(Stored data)
+ + + + +
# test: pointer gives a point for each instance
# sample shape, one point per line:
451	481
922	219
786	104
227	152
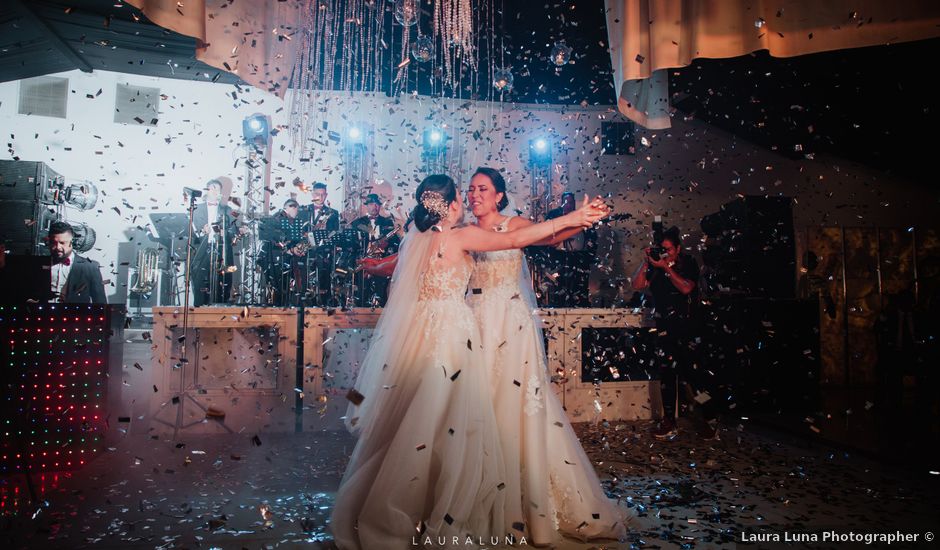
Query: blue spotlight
255	128
540	151
434	139
355	135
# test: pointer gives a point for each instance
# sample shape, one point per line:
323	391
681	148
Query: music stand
183	393
170	229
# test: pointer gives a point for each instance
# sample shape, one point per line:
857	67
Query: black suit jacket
84	285
201	218
327	219
386	226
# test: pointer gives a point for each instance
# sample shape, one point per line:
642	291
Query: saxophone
148	264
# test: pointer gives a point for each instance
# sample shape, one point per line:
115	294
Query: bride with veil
428	462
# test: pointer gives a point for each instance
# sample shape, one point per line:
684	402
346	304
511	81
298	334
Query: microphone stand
182	395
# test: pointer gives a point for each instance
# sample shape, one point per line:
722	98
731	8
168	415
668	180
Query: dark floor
275	490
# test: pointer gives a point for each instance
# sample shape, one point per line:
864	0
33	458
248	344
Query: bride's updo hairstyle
434	195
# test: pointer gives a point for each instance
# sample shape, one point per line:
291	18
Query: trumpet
148	263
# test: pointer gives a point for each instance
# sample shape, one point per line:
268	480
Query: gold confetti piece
355	397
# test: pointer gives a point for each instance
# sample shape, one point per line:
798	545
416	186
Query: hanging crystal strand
401	76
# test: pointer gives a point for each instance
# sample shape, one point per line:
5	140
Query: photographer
672	278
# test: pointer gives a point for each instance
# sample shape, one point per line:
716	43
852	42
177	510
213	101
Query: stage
271	370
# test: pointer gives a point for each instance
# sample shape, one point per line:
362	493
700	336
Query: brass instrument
148	265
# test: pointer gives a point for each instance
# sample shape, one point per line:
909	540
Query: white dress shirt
213	217
60	274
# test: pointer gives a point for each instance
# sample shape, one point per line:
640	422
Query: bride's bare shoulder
518	222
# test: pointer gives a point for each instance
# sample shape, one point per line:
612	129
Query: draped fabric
253	40
648	37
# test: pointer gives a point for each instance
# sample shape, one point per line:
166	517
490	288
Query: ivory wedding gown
428	461
551	485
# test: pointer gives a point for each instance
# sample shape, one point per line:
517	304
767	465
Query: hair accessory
434	203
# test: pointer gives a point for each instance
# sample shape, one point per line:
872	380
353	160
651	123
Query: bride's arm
519	222
474	239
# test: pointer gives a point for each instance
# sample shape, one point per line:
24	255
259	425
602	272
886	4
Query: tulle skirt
551	485
429	463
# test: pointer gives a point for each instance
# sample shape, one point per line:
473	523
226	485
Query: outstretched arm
562	236
474	239
383	267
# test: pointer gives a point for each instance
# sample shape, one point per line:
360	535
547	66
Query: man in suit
320	217
75	279
284	253
573	258
379	233
214	230
319	214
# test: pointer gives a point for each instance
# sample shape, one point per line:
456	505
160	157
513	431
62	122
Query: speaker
751	247
26	194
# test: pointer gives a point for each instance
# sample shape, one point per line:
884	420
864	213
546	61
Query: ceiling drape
251	39
648	37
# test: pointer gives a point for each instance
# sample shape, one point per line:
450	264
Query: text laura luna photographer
467	541
835	536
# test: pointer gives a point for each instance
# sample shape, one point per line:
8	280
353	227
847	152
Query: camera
656	251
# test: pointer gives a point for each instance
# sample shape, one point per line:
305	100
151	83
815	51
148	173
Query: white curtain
648	37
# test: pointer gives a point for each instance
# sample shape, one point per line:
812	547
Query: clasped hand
591	211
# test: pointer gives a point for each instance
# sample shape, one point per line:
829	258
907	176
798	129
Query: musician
380	234
320	217
284	252
318	212
214	230
75	279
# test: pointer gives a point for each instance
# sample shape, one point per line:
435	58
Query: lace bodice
497	270
443	282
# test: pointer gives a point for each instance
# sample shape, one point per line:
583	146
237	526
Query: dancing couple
459	434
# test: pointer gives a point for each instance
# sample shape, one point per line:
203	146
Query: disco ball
502	80
561	54
423	49
406	12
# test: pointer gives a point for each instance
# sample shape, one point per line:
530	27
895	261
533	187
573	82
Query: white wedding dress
427	462
551	485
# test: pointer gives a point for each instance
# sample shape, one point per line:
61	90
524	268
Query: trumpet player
214	231
284	253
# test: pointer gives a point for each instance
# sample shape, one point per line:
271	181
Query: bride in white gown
551	485
428	463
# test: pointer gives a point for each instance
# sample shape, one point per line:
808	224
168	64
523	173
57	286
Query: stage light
434	139
540	151
82	196
85	237
256	128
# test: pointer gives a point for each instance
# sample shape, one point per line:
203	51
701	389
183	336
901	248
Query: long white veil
380	368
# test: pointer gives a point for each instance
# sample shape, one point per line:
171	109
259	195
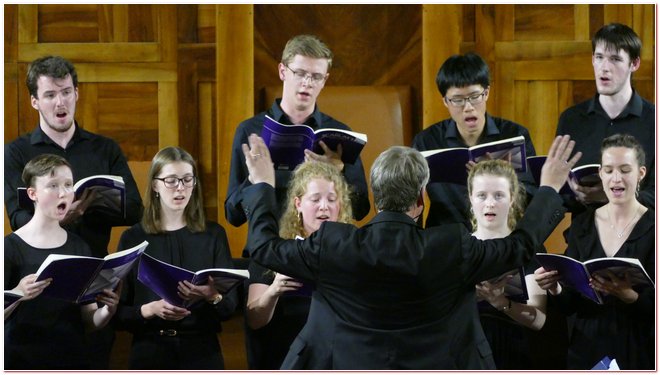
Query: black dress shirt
449	202
89	154
238	173
588	124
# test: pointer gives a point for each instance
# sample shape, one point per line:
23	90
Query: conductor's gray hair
397	178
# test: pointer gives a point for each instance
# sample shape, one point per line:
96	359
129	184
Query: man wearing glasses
464	83
303	71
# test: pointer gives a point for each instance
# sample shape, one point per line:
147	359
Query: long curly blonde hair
500	168
291	224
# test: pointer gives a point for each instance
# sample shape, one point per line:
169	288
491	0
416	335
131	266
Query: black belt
168	332
171	332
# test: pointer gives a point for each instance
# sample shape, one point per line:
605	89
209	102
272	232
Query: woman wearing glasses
464	83
166	336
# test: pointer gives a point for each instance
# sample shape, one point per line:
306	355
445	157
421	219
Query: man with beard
53	85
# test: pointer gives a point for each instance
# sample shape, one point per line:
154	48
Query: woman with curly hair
277	305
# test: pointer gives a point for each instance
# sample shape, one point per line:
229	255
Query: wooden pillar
235	96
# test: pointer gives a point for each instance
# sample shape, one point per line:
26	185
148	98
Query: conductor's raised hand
257	159
329	156
559	162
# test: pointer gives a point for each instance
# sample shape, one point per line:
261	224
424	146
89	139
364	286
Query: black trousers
184	351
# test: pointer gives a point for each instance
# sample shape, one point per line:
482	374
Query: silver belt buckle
167	332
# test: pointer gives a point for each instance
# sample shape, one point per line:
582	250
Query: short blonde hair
500	168
308	46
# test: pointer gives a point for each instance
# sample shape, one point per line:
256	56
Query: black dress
195	344
268	345
625	332
507	338
42	333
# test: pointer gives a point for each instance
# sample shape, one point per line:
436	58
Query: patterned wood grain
148	72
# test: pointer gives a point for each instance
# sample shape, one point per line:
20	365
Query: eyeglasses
301	75
173	182
473	99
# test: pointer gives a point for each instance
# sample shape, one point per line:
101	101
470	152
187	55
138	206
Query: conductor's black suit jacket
391	295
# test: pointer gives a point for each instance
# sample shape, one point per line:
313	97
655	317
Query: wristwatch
507	307
216	300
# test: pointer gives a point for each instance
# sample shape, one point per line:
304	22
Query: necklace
620	234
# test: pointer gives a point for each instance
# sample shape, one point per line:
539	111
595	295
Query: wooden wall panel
235	78
159	75
372	44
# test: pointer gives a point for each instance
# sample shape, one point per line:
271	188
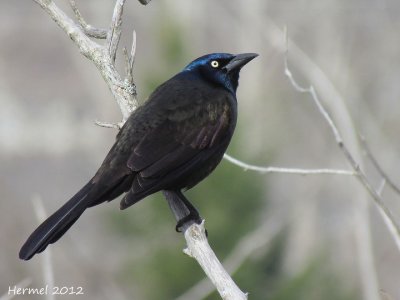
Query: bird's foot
195	217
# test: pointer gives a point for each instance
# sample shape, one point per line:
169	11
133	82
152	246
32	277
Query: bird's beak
239	61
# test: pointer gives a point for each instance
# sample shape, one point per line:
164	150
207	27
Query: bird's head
221	68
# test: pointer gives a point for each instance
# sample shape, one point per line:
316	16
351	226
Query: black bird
170	143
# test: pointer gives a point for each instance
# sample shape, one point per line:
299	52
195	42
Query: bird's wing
182	142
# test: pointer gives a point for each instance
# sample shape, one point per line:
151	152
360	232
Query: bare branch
394	228
247	245
124	92
199	249
114	33
109	125
377	165
296	171
89	30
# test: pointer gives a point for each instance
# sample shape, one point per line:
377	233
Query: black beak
239	61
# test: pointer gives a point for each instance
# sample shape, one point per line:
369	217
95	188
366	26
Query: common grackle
170	143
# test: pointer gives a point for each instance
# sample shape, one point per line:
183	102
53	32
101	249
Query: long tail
57	224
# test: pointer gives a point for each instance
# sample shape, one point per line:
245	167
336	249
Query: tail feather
57	224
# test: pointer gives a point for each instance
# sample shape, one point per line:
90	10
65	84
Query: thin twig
377	165
114	33
394	228
124	92
295	171
89	30
199	249
243	250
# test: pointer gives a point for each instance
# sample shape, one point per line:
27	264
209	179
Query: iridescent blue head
221	68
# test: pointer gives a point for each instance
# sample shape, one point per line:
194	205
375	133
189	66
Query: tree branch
265	170
89	30
377	166
392	225
124	92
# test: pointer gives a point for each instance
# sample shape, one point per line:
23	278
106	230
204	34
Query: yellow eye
214	64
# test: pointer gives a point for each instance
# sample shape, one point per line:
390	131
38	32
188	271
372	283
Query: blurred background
283	236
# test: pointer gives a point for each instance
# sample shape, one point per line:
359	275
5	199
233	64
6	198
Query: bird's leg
185	213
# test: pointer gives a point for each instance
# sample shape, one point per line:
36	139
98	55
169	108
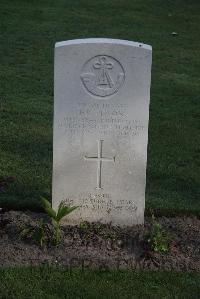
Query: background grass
52	283
28	32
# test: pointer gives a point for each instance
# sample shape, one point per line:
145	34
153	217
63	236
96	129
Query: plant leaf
48	209
64	210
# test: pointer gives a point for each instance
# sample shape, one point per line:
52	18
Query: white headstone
101	112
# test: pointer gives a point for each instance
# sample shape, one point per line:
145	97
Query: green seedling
56	217
157	237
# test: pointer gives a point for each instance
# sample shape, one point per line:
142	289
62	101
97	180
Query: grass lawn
28	32
51	283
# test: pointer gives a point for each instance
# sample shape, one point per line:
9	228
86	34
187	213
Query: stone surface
101	112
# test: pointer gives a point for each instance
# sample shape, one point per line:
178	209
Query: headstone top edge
102	41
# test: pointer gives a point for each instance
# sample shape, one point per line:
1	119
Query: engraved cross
99	159
104	77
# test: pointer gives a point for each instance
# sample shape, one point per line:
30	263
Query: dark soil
98	245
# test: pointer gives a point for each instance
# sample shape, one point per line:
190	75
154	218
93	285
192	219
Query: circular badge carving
102	75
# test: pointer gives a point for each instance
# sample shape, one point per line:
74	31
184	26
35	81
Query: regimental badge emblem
102	75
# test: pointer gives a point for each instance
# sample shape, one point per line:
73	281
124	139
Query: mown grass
52	283
28	32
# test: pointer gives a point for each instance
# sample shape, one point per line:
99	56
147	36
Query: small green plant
157	237
56	217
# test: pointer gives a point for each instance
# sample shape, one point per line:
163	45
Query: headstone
101	112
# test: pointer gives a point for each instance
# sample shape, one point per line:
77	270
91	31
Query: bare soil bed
98	245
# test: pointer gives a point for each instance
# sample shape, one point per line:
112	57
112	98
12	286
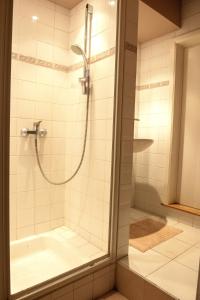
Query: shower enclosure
62	107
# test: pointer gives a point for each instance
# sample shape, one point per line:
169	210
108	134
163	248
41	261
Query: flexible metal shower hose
82	155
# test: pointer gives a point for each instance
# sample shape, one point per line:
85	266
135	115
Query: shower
85	83
86	73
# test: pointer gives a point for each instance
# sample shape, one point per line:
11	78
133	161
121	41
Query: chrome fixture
86	72
86	53
85	81
36	130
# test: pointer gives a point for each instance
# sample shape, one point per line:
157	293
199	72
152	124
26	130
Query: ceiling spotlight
112	2
35	18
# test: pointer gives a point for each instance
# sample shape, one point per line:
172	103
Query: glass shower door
62	100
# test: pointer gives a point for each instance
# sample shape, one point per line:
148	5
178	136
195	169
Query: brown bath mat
148	233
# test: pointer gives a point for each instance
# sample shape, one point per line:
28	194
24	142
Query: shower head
79	51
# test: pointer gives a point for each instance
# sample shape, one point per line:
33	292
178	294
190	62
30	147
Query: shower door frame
6	8
6	15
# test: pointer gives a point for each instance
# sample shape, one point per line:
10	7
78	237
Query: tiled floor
113	296
38	258
172	265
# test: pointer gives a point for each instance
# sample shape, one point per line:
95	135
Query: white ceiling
67	3
151	24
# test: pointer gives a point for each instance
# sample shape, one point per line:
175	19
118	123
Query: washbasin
140	145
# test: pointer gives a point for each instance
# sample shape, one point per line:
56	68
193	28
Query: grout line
59	67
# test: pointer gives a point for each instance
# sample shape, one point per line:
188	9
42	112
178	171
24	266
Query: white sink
140	145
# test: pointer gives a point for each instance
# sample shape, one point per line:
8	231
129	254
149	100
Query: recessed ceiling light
35	18
112	2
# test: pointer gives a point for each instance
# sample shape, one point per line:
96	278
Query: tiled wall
87	203
154	108
44	89
38	93
128	58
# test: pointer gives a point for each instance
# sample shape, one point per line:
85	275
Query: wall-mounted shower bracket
41	132
85	82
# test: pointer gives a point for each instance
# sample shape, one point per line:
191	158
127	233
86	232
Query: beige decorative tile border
152	85
58	67
130	47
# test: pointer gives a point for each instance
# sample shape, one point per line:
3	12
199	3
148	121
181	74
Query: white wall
154	106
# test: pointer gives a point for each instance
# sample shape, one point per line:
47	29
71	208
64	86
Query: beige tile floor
172	265
113	296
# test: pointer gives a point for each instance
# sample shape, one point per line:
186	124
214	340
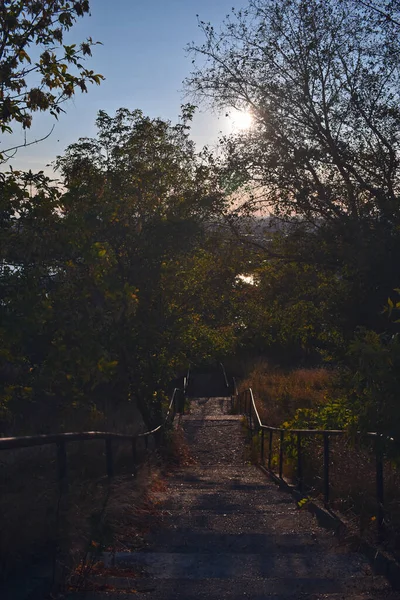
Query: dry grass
93	515
280	393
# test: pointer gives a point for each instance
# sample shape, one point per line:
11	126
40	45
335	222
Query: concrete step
225	565
290	588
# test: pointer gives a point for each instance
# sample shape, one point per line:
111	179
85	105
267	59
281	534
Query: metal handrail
54	438
61	440
224	373
245	400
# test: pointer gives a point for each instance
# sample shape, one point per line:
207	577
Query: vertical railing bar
282	435
134	455
109	458
299	464
379	487
270	450
62	465
326	468
262	447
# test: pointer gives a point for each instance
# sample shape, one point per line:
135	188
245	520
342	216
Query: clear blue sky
144	62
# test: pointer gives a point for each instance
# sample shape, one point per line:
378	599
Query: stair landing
227	532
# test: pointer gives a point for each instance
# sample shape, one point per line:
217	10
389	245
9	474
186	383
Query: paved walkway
229	533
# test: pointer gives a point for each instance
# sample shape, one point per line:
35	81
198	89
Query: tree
99	307
321	80
37	70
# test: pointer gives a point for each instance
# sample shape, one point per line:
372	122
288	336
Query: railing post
326	468
262	447
379	487
62	466
299	464
281	454
109	458
270	449
134	455
250	417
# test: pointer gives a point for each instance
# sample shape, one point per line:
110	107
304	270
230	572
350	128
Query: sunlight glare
241	120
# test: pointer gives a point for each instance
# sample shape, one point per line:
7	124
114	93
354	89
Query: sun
241	120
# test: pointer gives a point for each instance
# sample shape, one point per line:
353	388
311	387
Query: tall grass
281	392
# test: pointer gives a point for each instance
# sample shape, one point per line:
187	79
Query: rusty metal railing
245	404
62	439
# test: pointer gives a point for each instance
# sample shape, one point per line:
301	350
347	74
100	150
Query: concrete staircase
229	533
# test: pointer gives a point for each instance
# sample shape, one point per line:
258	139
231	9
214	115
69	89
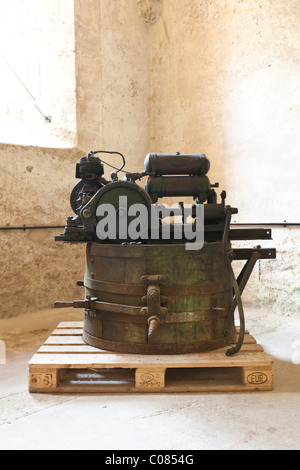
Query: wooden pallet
65	364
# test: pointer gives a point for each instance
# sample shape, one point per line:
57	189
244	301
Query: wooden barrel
158	299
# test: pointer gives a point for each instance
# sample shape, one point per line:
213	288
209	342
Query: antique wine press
148	293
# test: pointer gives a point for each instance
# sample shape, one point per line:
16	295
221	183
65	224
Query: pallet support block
66	364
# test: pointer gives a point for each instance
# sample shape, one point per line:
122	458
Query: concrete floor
220	421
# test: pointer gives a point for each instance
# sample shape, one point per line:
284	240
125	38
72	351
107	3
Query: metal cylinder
196	186
166	164
158	299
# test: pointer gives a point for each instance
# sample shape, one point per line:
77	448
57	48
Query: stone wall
219	77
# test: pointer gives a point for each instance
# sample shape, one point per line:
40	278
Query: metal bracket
154	309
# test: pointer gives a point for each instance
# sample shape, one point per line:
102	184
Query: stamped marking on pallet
150	379
257	378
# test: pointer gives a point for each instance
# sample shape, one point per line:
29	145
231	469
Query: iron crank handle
74	304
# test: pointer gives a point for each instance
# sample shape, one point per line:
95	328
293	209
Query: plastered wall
219	77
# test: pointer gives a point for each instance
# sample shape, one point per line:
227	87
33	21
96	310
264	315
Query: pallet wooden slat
66	364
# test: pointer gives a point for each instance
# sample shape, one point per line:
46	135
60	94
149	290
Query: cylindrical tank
166	164
197	186
158	299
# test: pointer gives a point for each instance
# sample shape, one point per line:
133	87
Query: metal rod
41	227
36	227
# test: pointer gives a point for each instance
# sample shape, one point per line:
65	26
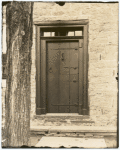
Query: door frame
41	69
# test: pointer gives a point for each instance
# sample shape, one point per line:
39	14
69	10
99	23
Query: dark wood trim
62	22
85	62
69	26
43	76
63	37
41	71
38	83
80	75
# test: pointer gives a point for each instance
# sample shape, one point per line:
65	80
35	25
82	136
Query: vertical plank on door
64	78
52	77
38	110
85	62
43	77
73	76
80	75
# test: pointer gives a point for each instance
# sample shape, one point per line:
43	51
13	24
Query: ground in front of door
64	141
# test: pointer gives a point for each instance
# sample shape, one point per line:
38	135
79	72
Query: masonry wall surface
102	49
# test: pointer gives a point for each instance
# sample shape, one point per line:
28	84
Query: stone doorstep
87	130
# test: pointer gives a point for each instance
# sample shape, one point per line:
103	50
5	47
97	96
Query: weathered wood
19	41
62	22
38	74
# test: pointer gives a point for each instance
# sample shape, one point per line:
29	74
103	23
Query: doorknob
62	56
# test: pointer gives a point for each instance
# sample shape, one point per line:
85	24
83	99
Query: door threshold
62	114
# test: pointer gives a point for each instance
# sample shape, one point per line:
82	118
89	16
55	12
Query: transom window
61	31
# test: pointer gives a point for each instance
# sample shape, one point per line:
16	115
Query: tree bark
17	101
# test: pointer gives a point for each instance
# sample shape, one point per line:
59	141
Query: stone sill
63	115
78	129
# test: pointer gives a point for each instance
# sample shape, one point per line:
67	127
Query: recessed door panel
52	79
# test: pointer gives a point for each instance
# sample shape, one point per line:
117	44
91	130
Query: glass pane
46	34
70	33
78	33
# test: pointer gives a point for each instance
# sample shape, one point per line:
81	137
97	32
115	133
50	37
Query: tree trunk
19	42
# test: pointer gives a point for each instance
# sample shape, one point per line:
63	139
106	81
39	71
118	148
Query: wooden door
62	77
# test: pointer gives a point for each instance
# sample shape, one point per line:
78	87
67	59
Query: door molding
83	64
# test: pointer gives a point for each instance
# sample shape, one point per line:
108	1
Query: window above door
61	31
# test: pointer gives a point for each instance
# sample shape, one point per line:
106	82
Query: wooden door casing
41	101
79	77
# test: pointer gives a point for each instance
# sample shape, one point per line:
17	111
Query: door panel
52	79
74	97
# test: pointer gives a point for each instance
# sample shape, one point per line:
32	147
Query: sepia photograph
59	82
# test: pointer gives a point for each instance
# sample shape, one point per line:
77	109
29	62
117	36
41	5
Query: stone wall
103	53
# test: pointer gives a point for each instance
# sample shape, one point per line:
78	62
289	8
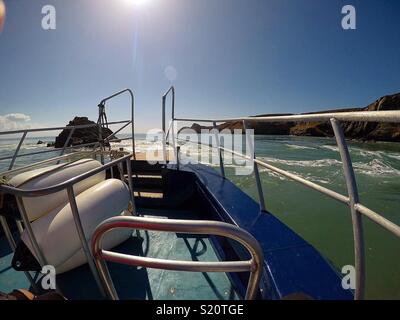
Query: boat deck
142	283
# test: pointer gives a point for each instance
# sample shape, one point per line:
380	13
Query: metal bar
360	116
82	237
31	235
164	98
6	173
221	161
20	226
59	128
359	251
67	141
250	144
178	149
62	185
8	233
130	182
116	132
52	150
13	246
180	226
17	150
177	265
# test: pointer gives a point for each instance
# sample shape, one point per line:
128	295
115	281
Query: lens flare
137	2
2	14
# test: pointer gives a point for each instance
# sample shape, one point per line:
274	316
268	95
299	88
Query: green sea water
322	221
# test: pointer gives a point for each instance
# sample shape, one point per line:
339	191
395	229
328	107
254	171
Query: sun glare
137	2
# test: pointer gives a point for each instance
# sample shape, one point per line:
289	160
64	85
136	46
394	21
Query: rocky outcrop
353	130
80	136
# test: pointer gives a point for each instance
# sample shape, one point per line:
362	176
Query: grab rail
66	185
63	149
130	92
171	126
352	200
254	265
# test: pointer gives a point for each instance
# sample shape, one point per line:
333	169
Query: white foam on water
304	163
393	155
376	168
329	147
298	147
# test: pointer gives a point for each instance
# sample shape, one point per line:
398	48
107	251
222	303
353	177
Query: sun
137	2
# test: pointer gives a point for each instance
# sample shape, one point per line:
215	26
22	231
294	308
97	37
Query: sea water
322	221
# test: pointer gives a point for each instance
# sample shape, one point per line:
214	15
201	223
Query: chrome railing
98	148
254	265
66	185
351	200
62	150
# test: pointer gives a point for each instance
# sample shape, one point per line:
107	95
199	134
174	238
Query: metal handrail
66	185
132	96
171	127
357	116
63	185
254	265
83	126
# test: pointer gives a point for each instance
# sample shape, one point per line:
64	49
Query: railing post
250	144
82	237
13	246
66	143
17	150
359	251
178	150
130	182
221	161
32	238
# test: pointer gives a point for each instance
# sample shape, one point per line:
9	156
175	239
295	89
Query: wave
298	147
304	163
376	168
393	155
330	147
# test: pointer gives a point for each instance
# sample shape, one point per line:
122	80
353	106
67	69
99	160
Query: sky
226	58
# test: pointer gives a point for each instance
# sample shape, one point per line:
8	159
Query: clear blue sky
228	57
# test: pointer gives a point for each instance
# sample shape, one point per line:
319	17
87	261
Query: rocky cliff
353	130
80	136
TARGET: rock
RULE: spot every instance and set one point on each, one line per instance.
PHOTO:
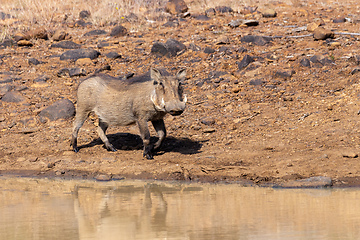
(223, 9)
(222, 40)
(209, 50)
(72, 72)
(355, 59)
(95, 32)
(13, 96)
(176, 7)
(312, 182)
(284, 74)
(5, 89)
(321, 33)
(84, 14)
(312, 26)
(60, 35)
(41, 79)
(103, 177)
(350, 154)
(79, 53)
(62, 109)
(7, 43)
(33, 61)
(4, 16)
(38, 33)
(257, 82)
(82, 23)
(257, 40)
(339, 20)
(247, 59)
(118, 31)
(355, 70)
(170, 49)
(24, 43)
(208, 121)
(66, 45)
(210, 12)
(113, 55)
(201, 17)
(269, 13)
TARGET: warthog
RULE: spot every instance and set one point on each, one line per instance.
(129, 101)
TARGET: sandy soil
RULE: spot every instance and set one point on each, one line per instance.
(271, 122)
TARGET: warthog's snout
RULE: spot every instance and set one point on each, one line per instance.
(176, 112)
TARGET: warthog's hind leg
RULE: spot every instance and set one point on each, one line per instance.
(101, 131)
(159, 126)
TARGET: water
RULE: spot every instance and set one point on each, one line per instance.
(59, 209)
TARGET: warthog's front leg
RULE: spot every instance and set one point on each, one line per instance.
(145, 136)
(159, 126)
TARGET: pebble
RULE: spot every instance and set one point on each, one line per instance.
(321, 33)
(269, 13)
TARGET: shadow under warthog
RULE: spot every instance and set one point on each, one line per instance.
(128, 141)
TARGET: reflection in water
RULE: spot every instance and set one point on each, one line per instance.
(58, 209)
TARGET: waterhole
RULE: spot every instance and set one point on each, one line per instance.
(69, 209)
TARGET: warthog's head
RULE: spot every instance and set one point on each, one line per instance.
(167, 95)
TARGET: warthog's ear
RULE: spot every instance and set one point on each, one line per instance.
(155, 74)
(160, 106)
(181, 74)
+ + + + +
▶ **Task brief**: Which lines above hold the word "warthog"? Copy each of them.

▶ **Task solution**:
TARGET: warthog
TARGET: warthog's snout
TARGET: warthog's hind leg
TARGET: warthog's front leg
TARGET: shadow under warthog
TARGET: warthog's head
TARGET: warthog's ear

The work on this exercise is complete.